With the images removed, repeat the data below exactly.

▶ [EXTRACTED MATERIAL]
===============

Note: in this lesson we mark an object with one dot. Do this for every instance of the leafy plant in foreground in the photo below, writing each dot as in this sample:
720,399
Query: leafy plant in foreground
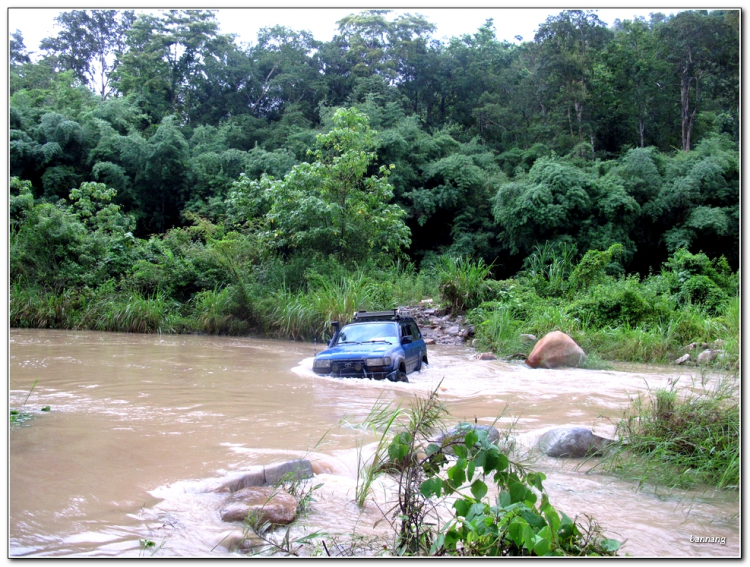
519,522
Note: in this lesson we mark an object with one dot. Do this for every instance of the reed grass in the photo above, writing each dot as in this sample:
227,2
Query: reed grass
679,438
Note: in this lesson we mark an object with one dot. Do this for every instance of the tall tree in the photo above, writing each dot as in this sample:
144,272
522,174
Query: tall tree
698,47
90,44
165,54
570,43
18,53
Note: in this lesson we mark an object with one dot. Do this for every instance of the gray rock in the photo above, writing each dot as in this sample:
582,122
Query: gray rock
683,359
572,442
271,505
458,433
485,356
707,356
300,468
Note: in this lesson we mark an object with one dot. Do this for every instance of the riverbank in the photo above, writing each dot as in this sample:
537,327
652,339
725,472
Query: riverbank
153,420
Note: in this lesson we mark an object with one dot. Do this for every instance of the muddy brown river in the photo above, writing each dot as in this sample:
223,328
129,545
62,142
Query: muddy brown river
142,427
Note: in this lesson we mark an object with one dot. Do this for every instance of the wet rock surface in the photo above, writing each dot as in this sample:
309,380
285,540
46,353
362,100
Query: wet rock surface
555,349
270,504
297,470
438,326
571,442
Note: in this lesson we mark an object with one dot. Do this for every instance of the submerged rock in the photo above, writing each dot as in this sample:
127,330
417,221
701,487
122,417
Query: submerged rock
299,469
485,356
707,356
457,434
572,442
556,349
682,360
270,504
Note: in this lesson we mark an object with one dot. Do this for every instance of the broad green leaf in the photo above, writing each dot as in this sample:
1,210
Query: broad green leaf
610,545
462,507
517,492
542,546
432,448
478,489
431,487
451,538
504,498
460,451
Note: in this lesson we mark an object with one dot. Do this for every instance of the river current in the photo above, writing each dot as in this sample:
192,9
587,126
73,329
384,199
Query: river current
141,428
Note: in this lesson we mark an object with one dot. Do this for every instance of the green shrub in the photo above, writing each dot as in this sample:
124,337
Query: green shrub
519,521
462,282
621,302
669,439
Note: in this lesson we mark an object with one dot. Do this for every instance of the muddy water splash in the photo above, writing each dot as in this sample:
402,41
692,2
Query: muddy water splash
142,427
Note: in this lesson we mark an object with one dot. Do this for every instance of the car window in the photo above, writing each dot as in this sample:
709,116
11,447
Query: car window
415,334
368,332
405,331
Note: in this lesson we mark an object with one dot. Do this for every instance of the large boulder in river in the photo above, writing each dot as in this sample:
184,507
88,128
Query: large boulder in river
571,442
270,504
556,349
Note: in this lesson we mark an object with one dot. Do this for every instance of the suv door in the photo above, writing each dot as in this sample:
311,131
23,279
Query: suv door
411,350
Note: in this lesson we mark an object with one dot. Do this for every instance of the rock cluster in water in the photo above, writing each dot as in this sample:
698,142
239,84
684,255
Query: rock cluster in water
266,503
708,353
252,494
571,442
438,326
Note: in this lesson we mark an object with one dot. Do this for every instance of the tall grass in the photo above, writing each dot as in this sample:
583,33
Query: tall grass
39,309
308,314
500,332
134,314
462,281
674,438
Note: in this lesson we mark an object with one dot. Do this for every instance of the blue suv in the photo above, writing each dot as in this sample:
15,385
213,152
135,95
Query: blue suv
375,345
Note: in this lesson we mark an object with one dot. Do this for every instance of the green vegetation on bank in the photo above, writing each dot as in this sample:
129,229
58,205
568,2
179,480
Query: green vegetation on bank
679,438
588,134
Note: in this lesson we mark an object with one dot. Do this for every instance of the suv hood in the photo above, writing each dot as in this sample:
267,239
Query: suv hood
364,350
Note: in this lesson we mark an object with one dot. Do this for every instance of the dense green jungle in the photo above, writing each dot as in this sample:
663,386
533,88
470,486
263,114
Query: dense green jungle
166,179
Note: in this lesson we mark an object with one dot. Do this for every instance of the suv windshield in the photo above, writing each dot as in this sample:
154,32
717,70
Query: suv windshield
363,332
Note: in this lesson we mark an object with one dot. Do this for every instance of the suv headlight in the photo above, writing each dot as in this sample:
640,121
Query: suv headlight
385,361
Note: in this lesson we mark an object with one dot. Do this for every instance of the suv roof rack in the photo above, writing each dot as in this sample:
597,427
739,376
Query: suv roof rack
391,315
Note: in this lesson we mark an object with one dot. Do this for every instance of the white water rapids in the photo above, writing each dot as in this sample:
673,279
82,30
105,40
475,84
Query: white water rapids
142,427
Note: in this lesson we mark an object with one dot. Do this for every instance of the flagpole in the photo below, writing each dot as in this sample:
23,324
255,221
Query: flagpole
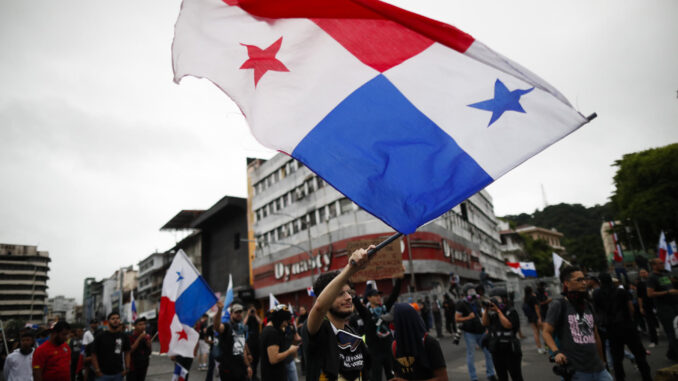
380,246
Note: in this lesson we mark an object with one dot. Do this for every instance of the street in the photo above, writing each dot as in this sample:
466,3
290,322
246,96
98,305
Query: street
535,366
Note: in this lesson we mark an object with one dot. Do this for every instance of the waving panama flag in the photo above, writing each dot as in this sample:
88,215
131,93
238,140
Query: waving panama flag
225,314
405,115
185,297
133,308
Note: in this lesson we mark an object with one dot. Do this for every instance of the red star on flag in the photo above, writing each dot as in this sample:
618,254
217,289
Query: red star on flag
263,60
182,335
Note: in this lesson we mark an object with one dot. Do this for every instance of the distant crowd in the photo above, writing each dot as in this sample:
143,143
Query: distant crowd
587,332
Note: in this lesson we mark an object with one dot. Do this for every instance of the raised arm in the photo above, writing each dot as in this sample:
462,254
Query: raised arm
393,297
334,288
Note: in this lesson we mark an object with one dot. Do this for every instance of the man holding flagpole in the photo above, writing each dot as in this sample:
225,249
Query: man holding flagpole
665,298
233,364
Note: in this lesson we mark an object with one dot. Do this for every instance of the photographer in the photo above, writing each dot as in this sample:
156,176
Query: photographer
503,323
579,353
468,315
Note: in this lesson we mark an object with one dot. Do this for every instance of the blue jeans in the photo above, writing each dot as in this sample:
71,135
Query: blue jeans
473,339
291,371
603,375
110,377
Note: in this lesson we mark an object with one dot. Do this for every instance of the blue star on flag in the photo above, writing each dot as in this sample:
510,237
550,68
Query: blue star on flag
504,100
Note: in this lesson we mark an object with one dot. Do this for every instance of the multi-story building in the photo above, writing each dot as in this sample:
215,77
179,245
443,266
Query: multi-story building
23,282
513,248
61,308
93,303
216,243
300,226
152,271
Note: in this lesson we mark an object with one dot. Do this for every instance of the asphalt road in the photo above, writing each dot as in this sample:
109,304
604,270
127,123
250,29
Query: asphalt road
535,366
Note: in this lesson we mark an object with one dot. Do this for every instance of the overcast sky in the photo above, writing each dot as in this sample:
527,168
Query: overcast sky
99,148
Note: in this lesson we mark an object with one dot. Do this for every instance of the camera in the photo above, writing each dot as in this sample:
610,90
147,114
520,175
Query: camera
457,337
565,371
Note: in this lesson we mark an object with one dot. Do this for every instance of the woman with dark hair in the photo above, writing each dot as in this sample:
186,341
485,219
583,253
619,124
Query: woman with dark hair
418,356
533,314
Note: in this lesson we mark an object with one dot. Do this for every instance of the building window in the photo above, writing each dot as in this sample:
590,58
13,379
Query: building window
321,214
345,205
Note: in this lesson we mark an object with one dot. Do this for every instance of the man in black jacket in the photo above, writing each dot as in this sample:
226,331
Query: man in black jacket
380,348
331,349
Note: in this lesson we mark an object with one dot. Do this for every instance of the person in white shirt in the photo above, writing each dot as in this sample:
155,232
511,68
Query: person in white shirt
18,365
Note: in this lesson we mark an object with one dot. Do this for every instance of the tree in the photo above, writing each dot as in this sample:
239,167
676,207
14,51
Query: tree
647,191
580,226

===============

▶ [SOLUTION BELOW]
Note: in this lesson we mark an object with one dot. Do this for every instance of the leafy plant in foreground in the photo below, writing each dot as in this sample:
720,399
Query: leafy plant in foreground
519,522
Note: in this lesson we mark an object with one dot. Do this for every instance of the reed grass in the photo above, writing each dot as in this sample:
227,2
Query: reed grass
679,438
Note: in this lesson we mark an object with one dot. Do this for every instance of the tall tree in the photo above, writing each dot as in this sample:
144,272
522,174
Query: tall tree
698,47
90,44
165,54
570,43
18,53
Note: in this lesson we mark an object with one dot. Do this for every instance of the gray rock in the photo above, writing each dot as in this sample:
582,122
Query: gray rock
683,359
572,442
271,505
458,433
485,356
707,356
300,468
Note: in this lesson we mark an object with one dot. Do this for every instance of the riverbank in the photo above, writing each dot as in this sample:
537,327
652,339
725,472
Query: riverbank
153,420
Note: in this lesson we mark an object with one dot. Do this for every instance of the muddy brown river in the photo above, writing each dot as in this sample:
223,328
129,545
62,142
Query: muddy brown river
142,427
Note: in this lesson we mark an object with one dot. Do this for every instance of the wet rock surface in the photo above, writing each dot as in this sample:
309,380
285,540
46,353
362,100
Query: wet rock surface
555,349
270,504
297,470
438,326
571,442
Note: in this lesson we mark an object with one dot. Do this for every instance of the submerged rock in the photo above, writing each dot as in this sample:
127,330
417,221
701,487
122,417
Query: submerged rock
299,469
485,356
707,356
457,434
572,442
556,349
682,360
270,504
Note: in this lesson we mark an object with one dot. Do this for every instance of the broad green leaf in the photo above, writing each dot as in this sample:
1,210
Query: broad green leaf
610,545
462,507
517,492
542,546
432,448
478,489
431,487
451,538
504,498
460,451
Note: in this lesson we mark an object with one dot. Do this for every instance of the river current in the photo above, writing each dot as in this sample:
192,9
587,126
73,329
384,199
Query: river current
141,428
Note: in this lesson we mark an object with one dot. Do this for every instance of the green shrub in the photo above, writing each dot as in this sample:
124,337
Query: green shrub
519,521
462,282
621,302
669,439
Note: in this lesson we mark an object with one dot. Do this for every instance of the muddy water splash in the photo above, writing each dot as in this sample:
402,41
692,2
Query: muddy water splash
142,427
Note: in this lesson we mark an object with one dot. Do this for every instance of the car window in the photo above, writing each dot as in this sample:
709,116
11,447
Query: car window
415,334
368,332
405,331
Note: in this lesson we mark an object with one dot. Do this for every instance of the large boulder in river in the photo above, writing each dot as in this sample:
184,507
88,128
Query: large boulder in river
571,442
270,504
556,349
Note: in this lesson we mark an object with one dot. Do this for every instance of the suv door in the photo above, writing each dot as in this sample:
311,131
23,279
Query: suv door
411,350
Note: in this lesson we mark an object with one dot. Do this for every instance of the rock cluster in water in the photo above, writing each dot as in this sample:
698,142
239,84
684,255
Query: rock cluster in water
266,503
708,353
252,494
571,442
438,326
Note: in this lesson we mark an object with one dot. Do this for every instance of the tall grass in the photo above, writing each dot as in this sample:
583,33
Query: tall grass
39,309
308,314
500,332
134,314
462,281
674,438
Note: in this lesson we mark an object with one dot. Do this for every instance of the blue suv in the photo above, writing each dot as in this sample:
15,385
213,152
135,95
Query: blue suv
375,345
Note: in this lesson we mark an object with one dot. Do this for every instance of the green vegetation on bank in the photo above, writing each dot as in this sample:
129,229
58,205
568,2
179,480
Query: green vegetation on bank
679,438
588,134
Note: in this lesson we mark an object with one dot. Do this for every instance of the suv hood in the photo above, writing each dot as in this sample:
267,239
Query: suv hood
364,350
Note: in this lesson we mark an object with one dot. Do this for every instance of the dense green jungle in the photo above, writing each dot as in this sample:
663,386
533,88
470,486
263,114
Query: dense green jungle
166,179
Note: in this lesson we mark an object with one dot. Do this for every instance of the suv windshield in the photo above, writing each dot as in this sample:
154,32
717,70
Query: suv windshield
363,332
Note: in this lesson we mark an object with one dot. Do this for every instance of the suv headlight in the photo above, writing each dot as in this sample:
640,121
Query: suv headlight
385,361
Note: in this lesson we mark an object with one dot. Do this for every instance of the suv roof rack in the photo above, writing each dot as in this sample:
597,427
739,376
Query: suv roof rack
391,315
Note: in this lesson we mark an object with one dot. Do this for every instance of the white water rapids in the photo above, writing each dot as in this sample:
673,279
82,30
105,40
475,84
Query: white water rapids
142,427
Note: in this lesson we mark an object with one dot. Do this for every instance of the flagpole in the photo below, writing each dot as in this sample:
23,324
255,221
Query: flagpole
380,246
Note: in this lesson we mark an object with one dot. Do this for every instance of the street in the photo above, writing each dot as in this sample:
466,3
290,322
246,96
98,305
Query: street
535,366
Note: in this lesson we mark an object with one dot. Do this for every instance of the waving panama flag in the photo above, writing each dot as in this sample:
88,215
131,93
238,140
Query: waving panama flag
225,314
405,115
185,297
133,308
Note: in this lesson we mark an object with one dot. Do this for every instance of the red star on flag in the photo above, writing each dot as in this sample:
618,254
217,289
Query: red star on flag
263,60
182,335
Note: in this lesson we mark an object with one dot. Do this for every instance of the distant crowd in the photo above, writing each dot as in this sample:
143,143
Query: distant crowd
587,332
Note: in this lesson we mark an object with one dot. Do this for every instance of the raised arm in the photo above, writing each dot as in this sample:
462,254
Query: raised arm
393,297
334,288
Note: in this lesson we mark an object with one dot. Do this for every instance of the man holding flagpole in the photo above, writing each dot as in this sample:
225,249
Query: man holding flagpole
665,298
233,364
Note: in this lesson we mark an object with one dot. Do this for every instance of the photographer in the photo above, writing each dot as in this sample:
156,176
Query: photographer
503,323
579,353
468,315
Note: in this lesson we mark an object with one dot. Do this for every instance of the blue jeans in the photo above, writing each dot as in this sample:
71,135
Query: blue jeans
473,339
291,371
603,375
110,377
Note: in this lesson we mark an object with one dot. Do this for every instance of the blue star on flag in the photo above, writing each dot as in this sample:
510,237
550,68
Query: blue star on flag
504,100
Note: in this lesson we mark an object with one dot. Do this for every instance of the multi-story building in the photo above, writing each dot as in this sample:
215,77
179,245
443,266
Query: multi-story building
23,282
513,248
61,308
93,303
216,243
300,226
152,271
Note: in this lesson we mark an object with one dot. Do this for every instance of the asphalt road in the photo above, writing each dot as in this sample:
109,304
604,270
127,123
250,29
Query: asphalt road
535,366
Note: in this lesson we mark an object with one dot. Do this for every instance of the overcast sky in the photo above, writing each dot as in this sample:
527,168
Query: overcast sky
99,148
Note: in this lesson we mark an object with one dot. Do this for every instance of the camera in the photo above, writing each dot as in this sample:
610,90
147,114
520,175
Query: camera
457,337
565,371
Note: in this lesson we mark an object with one dot. Do this for every instance of the woman with dark hair in the photo above, writing each dot as in this sample:
186,341
485,219
583,253
619,124
Query: woman with dark hair
418,356
533,314
Note: in this lesson we mark an object with one dot. Do this for every instance of the building window in the photo above, writing each dot as in this sample:
590,58
13,379
Query: building window
321,214
345,205
Note: in this lesson we mark an object with one dot. Do this for every instance of the man in black jacket in the photo above, writing each dot as in this sample:
226,331
Query: man in black jacket
380,348
331,349
Note: in this lesson we mark an object with one dot. Do this for every instance of the person in white shirt in the photo above, writing each dot as in this sample:
155,232
511,68
Query: person in white shirt
18,365
Note: in this lesson we mark an object with one dot. Do this for every instance of the tree in the photo above, writing each dot as in this sample:
239,167
676,207
14,51
Query: tree
647,191
580,226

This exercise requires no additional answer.